Information provided below:
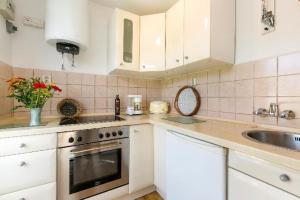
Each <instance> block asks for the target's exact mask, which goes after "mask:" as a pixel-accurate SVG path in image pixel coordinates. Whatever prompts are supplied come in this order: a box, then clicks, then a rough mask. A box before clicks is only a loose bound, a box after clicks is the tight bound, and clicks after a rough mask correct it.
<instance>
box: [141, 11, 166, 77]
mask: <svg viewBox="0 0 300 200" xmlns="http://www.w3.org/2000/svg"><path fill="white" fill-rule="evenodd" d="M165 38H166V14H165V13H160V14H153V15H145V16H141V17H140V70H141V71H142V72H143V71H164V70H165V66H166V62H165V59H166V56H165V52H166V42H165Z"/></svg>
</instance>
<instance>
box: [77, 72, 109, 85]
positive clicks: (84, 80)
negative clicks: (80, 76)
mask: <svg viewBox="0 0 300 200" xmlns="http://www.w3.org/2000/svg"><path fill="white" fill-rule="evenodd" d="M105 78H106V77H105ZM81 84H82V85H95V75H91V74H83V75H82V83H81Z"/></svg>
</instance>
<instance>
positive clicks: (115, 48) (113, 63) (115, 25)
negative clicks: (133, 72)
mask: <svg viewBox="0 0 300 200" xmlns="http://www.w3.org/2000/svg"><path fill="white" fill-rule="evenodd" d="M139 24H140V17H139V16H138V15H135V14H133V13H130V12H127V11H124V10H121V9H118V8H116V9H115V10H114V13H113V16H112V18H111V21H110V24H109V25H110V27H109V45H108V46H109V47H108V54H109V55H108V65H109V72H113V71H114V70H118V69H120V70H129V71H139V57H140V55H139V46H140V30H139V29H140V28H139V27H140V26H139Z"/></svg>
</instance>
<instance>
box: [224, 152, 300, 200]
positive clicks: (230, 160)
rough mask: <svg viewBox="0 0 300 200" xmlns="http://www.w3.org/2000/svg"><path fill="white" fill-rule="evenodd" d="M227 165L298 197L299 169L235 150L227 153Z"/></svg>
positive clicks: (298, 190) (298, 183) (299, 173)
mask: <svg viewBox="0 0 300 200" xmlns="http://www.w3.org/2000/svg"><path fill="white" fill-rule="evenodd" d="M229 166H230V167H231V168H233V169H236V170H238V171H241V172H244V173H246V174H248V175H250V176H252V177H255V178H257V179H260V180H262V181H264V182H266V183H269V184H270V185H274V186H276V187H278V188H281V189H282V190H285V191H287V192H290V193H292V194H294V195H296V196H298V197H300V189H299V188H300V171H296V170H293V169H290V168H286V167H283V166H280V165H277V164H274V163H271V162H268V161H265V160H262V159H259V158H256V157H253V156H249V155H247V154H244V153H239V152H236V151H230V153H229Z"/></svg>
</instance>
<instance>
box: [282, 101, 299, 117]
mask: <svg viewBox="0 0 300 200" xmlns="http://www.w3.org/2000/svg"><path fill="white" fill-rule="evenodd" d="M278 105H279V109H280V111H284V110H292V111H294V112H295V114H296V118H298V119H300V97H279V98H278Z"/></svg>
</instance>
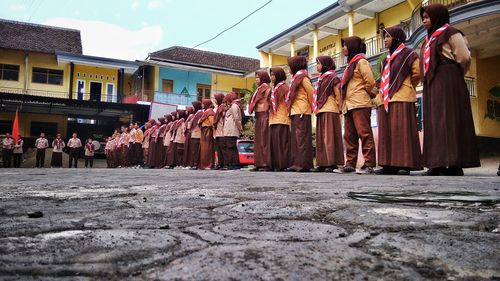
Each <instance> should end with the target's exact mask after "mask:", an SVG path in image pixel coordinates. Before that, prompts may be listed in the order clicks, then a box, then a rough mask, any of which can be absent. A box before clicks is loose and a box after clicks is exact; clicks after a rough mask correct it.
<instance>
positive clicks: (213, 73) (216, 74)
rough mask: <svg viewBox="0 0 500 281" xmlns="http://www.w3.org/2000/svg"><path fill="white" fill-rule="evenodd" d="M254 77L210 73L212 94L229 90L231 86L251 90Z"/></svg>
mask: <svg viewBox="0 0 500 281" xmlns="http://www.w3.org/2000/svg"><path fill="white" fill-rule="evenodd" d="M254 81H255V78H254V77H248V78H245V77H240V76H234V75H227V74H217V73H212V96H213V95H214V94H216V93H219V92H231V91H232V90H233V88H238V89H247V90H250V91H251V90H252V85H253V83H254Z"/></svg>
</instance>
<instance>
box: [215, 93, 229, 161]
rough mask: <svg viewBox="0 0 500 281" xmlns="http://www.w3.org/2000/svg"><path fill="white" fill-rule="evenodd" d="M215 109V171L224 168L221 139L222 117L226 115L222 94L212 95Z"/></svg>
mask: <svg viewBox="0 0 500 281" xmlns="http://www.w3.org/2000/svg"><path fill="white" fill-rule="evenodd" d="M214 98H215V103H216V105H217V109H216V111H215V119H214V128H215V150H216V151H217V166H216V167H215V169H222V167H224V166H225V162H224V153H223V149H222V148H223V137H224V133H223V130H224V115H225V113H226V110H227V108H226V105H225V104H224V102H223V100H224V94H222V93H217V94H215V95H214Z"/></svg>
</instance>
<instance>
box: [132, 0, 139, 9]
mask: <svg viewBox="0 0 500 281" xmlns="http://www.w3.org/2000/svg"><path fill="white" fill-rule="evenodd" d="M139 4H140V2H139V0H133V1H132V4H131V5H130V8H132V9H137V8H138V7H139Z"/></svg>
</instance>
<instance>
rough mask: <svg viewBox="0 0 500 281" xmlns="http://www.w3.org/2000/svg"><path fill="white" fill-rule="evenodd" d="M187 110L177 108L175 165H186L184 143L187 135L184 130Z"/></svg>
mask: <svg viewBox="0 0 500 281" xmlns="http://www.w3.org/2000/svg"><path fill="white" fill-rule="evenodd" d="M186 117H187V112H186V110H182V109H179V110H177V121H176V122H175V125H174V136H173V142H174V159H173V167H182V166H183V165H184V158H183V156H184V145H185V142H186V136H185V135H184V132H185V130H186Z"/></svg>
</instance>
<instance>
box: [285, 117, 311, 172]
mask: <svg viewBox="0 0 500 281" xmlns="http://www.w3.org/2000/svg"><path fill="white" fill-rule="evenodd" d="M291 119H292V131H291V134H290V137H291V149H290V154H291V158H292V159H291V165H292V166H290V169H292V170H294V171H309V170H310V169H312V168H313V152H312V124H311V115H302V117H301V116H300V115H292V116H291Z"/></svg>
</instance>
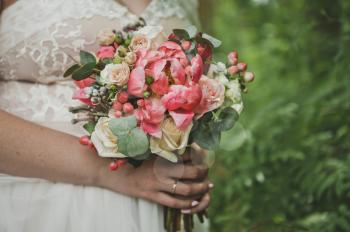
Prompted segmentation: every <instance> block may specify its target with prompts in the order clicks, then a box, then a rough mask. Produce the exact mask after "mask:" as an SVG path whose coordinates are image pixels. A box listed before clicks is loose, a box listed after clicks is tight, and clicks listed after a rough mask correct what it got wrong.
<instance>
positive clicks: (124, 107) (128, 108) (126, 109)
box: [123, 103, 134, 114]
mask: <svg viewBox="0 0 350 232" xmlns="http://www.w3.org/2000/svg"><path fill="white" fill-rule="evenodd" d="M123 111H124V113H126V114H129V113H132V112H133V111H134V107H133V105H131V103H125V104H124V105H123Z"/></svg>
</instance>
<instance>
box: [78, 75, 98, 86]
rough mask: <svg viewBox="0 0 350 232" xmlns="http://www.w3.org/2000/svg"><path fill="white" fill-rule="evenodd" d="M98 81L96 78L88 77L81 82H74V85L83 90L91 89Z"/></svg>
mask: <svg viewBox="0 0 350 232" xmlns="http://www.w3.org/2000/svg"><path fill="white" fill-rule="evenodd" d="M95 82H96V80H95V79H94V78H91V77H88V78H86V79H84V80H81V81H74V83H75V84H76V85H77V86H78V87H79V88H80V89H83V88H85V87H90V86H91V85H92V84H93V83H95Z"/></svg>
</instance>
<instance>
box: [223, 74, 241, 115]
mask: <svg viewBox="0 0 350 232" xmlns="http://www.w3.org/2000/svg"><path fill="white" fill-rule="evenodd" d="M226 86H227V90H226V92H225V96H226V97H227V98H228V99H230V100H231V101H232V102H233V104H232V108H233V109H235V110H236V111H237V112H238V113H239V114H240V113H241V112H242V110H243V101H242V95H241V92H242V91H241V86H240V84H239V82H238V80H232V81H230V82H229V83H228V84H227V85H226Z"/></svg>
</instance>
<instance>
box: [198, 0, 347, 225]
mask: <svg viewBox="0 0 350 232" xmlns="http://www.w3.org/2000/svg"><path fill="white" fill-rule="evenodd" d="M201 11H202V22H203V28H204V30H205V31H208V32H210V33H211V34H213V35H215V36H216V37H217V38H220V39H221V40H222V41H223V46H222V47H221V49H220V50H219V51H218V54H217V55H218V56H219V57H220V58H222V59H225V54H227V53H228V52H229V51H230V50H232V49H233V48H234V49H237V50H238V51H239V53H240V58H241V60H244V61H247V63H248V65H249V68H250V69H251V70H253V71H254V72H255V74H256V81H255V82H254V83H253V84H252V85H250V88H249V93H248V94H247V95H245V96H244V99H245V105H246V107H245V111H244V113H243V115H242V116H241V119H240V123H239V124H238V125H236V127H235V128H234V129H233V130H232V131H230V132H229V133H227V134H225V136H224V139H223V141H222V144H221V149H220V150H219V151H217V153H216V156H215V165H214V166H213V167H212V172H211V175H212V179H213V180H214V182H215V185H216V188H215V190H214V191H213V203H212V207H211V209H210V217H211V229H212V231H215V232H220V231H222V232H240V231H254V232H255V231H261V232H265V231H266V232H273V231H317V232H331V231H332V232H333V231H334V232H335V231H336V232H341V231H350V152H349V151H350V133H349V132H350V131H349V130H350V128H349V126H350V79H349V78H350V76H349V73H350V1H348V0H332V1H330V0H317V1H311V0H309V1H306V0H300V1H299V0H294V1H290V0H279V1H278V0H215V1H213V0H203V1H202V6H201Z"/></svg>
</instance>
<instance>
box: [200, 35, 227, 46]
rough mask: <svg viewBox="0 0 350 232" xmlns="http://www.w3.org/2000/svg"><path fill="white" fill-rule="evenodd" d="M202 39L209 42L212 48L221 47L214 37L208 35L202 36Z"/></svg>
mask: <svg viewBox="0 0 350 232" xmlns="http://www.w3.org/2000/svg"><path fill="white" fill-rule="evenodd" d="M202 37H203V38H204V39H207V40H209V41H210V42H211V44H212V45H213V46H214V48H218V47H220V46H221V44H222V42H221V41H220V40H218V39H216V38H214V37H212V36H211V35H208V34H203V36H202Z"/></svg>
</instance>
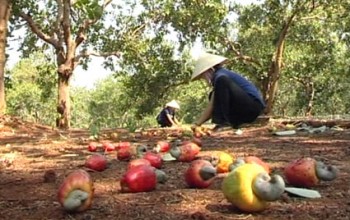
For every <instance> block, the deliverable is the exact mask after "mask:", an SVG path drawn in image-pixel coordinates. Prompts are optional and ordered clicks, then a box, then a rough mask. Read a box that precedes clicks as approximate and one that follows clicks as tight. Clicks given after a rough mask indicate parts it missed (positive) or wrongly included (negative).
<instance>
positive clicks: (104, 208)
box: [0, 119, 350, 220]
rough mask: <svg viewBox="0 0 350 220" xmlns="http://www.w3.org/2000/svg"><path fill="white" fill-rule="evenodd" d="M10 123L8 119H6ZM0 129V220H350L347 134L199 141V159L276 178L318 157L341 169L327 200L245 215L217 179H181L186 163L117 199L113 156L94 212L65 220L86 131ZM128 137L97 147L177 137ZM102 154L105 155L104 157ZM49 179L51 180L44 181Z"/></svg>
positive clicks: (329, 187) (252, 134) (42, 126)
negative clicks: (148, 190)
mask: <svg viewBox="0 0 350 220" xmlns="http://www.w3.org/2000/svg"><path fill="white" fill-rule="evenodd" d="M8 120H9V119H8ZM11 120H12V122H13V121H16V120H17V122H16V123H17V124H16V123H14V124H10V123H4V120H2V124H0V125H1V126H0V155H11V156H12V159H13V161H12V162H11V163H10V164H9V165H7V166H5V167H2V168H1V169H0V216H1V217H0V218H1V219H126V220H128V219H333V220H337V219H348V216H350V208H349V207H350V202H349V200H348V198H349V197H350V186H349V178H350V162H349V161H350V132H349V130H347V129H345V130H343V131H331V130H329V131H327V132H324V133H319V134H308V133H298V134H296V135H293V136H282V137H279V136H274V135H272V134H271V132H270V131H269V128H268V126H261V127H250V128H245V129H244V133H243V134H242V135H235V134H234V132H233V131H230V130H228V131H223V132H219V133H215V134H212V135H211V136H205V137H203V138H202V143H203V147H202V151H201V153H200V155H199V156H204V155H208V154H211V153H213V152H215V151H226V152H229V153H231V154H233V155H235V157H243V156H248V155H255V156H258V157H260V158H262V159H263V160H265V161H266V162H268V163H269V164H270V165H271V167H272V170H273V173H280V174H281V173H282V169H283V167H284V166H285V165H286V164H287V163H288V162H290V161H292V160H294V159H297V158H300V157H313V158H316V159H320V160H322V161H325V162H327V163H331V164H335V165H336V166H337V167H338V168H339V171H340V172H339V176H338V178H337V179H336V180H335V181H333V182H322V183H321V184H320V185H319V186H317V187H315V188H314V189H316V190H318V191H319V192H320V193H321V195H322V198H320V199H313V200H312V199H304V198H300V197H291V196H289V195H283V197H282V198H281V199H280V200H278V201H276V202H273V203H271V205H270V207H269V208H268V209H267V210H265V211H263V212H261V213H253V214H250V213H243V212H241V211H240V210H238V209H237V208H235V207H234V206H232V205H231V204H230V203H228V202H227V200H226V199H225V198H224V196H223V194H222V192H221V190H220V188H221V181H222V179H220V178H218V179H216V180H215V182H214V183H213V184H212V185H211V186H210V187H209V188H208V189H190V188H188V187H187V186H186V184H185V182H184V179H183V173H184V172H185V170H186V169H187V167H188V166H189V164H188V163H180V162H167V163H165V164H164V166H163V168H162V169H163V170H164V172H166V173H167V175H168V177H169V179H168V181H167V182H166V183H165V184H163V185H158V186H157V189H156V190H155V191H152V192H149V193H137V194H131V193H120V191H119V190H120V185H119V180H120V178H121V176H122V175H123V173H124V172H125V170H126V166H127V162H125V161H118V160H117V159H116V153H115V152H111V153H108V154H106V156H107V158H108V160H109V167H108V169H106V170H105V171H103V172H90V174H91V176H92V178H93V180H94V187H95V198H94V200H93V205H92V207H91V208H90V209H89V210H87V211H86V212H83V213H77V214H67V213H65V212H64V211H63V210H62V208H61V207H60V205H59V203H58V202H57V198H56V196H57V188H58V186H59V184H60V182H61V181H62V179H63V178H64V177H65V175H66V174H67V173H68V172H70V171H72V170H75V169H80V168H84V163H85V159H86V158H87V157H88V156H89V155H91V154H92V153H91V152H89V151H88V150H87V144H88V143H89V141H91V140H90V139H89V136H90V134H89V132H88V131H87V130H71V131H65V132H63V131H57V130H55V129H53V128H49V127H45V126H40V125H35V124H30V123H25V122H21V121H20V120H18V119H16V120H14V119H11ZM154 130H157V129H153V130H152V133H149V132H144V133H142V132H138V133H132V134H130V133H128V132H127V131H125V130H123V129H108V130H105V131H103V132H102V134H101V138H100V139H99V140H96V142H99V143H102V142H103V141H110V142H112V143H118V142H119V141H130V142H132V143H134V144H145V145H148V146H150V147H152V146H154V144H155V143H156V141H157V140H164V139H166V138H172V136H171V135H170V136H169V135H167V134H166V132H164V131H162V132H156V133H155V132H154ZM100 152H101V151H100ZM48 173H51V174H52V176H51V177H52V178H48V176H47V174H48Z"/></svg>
End of Information provided.
## Work required
Can you convert the material, from the line containing "123L8 119H6ZM0 129V220H350L347" up to and including the line containing "positive clicks: (329, 187)", into a JSON list of strings with one string per line and blank lines omitted?

## Solution to this task
[
  "rough mask: <svg viewBox=\"0 0 350 220\" xmlns=\"http://www.w3.org/2000/svg\"><path fill=\"white\" fill-rule=\"evenodd\" d=\"M10 123L8 119H6ZM0 129V220H350L347 134L199 141V159L276 178L318 157L341 169L327 200L245 215L217 179H181L186 163L117 199L113 156L94 212L65 220L86 131ZM128 137L97 147L177 137ZM102 154L105 155L104 157ZM49 179L51 180L44 181Z\"/></svg>",
  "positive clicks: (329, 187) (252, 134) (42, 126)"
]